* **Location identification entries**
......
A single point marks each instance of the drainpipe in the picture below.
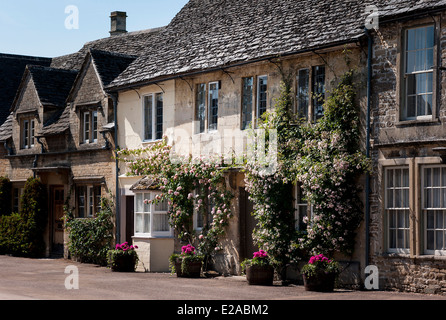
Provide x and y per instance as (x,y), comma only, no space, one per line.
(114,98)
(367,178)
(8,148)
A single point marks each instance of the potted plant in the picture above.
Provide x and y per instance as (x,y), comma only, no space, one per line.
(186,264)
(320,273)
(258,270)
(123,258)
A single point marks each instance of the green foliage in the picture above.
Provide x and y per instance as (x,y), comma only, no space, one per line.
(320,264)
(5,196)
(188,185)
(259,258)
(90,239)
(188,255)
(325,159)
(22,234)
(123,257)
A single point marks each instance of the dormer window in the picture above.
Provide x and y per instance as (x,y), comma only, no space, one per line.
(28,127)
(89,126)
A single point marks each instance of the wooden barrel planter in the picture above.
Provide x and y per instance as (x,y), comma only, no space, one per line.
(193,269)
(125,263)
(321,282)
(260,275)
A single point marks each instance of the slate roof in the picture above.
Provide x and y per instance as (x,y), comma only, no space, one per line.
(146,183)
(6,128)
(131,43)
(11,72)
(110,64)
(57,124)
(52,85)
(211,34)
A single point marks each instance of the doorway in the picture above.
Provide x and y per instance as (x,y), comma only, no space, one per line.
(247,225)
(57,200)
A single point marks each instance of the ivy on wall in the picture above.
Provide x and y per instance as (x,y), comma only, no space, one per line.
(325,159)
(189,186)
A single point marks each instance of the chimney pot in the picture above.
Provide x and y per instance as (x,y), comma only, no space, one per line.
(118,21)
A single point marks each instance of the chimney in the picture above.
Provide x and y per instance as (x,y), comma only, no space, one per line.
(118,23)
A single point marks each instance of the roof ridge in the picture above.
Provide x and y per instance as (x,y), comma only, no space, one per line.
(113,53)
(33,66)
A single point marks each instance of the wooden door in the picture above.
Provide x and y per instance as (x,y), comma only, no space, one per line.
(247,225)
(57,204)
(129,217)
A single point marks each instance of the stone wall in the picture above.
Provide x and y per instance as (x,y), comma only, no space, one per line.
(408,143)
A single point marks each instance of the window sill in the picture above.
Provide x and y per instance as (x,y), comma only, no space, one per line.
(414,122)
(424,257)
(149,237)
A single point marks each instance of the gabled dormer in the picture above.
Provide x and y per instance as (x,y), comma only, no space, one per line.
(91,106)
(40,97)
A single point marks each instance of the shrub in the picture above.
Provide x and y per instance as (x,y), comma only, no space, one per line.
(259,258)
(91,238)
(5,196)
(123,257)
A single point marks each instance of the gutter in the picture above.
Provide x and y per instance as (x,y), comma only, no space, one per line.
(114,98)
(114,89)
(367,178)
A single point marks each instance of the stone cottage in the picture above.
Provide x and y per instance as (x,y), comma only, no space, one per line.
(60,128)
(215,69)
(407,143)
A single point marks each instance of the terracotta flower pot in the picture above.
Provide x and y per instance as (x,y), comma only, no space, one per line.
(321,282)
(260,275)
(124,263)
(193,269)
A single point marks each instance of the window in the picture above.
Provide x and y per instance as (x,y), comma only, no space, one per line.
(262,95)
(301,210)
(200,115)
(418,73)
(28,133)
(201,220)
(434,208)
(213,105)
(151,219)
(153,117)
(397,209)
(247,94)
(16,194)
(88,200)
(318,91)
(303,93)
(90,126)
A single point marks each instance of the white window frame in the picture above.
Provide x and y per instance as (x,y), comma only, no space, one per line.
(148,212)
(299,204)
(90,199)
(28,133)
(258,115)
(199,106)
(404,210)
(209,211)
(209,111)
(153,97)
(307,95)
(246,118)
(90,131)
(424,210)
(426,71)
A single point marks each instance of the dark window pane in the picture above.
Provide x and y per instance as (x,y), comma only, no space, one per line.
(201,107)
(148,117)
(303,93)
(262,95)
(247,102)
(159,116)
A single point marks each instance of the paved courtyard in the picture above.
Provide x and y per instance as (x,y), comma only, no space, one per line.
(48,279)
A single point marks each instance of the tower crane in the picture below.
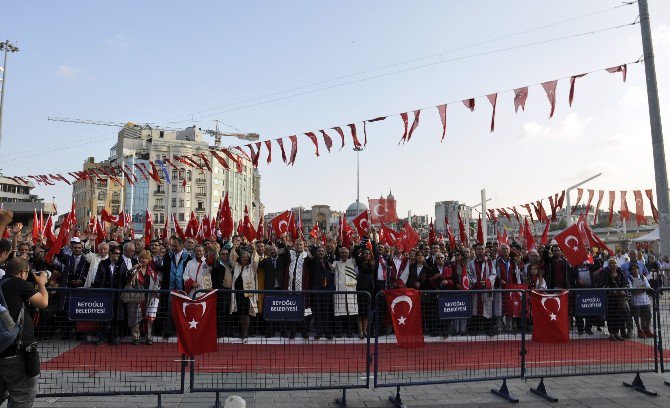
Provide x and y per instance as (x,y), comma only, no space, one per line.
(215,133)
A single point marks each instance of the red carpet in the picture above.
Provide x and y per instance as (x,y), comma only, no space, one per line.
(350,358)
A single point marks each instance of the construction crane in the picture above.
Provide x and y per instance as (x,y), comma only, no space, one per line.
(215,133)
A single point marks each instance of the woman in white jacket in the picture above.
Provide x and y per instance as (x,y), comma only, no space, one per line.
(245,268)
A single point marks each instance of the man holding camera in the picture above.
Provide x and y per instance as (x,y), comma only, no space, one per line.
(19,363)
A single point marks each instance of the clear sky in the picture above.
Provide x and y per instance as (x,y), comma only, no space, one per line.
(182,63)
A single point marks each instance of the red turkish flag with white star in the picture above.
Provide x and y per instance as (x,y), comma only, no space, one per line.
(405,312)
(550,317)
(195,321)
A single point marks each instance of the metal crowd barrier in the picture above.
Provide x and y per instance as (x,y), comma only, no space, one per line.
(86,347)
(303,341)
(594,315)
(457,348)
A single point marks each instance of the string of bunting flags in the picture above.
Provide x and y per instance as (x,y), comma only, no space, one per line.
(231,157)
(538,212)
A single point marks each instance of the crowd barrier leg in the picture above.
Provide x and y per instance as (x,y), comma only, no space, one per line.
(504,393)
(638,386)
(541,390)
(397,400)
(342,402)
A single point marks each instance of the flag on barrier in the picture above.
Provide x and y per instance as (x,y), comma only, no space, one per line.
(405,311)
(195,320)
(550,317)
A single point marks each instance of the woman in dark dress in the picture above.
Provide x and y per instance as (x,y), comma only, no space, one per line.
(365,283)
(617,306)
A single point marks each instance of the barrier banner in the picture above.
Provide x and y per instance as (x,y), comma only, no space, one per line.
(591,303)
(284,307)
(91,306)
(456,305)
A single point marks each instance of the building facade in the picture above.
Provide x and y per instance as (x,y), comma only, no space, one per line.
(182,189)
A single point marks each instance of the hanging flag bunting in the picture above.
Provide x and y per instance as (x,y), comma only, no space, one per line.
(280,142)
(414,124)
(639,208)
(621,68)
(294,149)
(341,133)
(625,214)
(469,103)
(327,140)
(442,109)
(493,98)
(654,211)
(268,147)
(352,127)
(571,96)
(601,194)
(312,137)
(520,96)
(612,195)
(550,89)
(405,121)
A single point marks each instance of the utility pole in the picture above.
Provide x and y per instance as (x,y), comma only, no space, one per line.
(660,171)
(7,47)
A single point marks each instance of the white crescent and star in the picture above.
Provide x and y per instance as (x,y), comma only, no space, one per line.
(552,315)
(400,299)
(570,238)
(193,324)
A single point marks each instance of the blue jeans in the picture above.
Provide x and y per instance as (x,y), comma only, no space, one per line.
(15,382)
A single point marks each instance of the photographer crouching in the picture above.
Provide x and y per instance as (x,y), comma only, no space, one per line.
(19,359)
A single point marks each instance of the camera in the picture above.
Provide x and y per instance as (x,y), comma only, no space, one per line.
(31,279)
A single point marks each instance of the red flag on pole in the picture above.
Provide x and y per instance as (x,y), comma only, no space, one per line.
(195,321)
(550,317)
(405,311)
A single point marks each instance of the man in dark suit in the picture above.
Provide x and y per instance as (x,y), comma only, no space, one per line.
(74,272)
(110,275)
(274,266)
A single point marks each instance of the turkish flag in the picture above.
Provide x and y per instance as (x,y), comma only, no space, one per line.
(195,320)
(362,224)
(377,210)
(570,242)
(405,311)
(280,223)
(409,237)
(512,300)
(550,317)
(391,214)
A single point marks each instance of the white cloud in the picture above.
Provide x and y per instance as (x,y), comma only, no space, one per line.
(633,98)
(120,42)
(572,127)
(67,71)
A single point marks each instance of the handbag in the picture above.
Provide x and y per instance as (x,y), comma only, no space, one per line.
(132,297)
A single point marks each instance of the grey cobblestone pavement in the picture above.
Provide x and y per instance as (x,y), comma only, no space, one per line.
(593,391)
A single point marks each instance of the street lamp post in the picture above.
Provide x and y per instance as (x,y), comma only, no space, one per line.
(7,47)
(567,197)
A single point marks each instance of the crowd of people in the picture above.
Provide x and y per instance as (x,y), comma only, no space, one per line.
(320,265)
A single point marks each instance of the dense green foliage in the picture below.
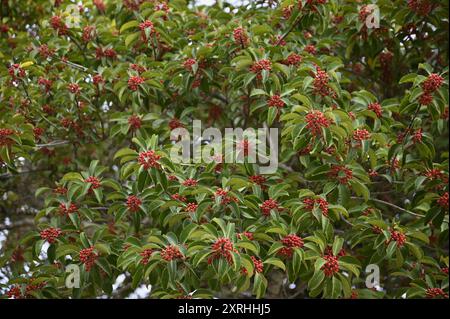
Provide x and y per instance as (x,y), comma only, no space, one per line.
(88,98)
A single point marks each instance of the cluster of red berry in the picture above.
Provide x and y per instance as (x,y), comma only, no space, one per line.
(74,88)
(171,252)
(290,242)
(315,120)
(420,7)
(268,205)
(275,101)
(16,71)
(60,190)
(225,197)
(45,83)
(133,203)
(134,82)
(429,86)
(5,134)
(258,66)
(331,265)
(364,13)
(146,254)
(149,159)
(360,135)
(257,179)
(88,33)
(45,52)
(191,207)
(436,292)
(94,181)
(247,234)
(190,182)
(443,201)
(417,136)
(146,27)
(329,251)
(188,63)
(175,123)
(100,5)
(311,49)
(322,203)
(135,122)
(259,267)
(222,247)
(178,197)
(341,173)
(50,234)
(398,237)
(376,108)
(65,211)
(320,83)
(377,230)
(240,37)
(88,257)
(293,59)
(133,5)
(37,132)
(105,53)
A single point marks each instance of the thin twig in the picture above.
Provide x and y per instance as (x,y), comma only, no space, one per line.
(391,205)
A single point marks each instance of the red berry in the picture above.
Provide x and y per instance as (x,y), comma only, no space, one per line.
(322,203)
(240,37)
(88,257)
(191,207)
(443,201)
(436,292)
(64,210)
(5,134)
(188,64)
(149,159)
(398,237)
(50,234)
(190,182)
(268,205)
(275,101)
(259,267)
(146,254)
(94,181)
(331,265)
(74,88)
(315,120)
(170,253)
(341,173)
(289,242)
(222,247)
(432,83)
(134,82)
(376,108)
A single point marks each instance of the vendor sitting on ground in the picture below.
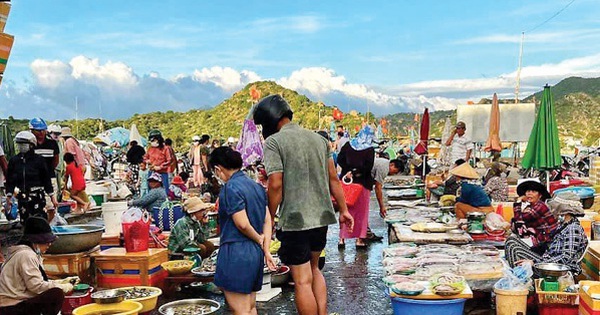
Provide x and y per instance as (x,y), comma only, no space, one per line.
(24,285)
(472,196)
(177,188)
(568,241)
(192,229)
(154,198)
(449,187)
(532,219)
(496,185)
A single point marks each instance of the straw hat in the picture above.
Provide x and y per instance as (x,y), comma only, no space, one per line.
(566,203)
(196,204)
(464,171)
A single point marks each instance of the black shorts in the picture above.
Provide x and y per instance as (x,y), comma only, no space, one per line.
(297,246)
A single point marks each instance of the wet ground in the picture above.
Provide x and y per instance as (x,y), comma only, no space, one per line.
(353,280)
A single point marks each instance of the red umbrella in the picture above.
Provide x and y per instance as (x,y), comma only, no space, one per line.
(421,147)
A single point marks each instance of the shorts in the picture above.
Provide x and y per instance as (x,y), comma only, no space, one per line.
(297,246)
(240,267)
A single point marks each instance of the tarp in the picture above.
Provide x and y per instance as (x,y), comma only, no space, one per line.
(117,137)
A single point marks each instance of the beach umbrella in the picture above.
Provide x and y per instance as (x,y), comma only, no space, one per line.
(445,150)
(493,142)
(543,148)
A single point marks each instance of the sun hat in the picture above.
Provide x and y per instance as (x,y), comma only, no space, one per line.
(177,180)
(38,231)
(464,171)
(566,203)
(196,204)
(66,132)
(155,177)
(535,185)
......
* **Task to carry out**
Above are the records; copy exactly the lines from the one with "A single point marks each instance of the red umbrella" through the final line.

* **Solution for this exercise**
A single point marks each instance of the red umbrella in the picture above.
Provide x and y per instance as (x,y), comma only, no space, one per line.
(421,147)
A single point marks each instance of the shorts in the picture above.
Provide x and y per instance as (x,y), comma only, no space, one per line.
(297,246)
(240,267)
A single point marks each instance of the tarp in the picture above.
Provide x and y per instance as (x,y), comma only, no space, one per line.
(117,137)
A single point marks each instance of the beach umbrella in the picture above.
Provide x and y per instance as (x,y), comma only, no space, one per line.
(445,150)
(493,142)
(543,148)
A single point marks each instance of the sun hat in the picture above.
Provide x and y per instance as (x,y), comma only, no space, one per line.
(177,180)
(38,231)
(464,171)
(566,203)
(196,204)
(66,132)
(155,177)
(535,185)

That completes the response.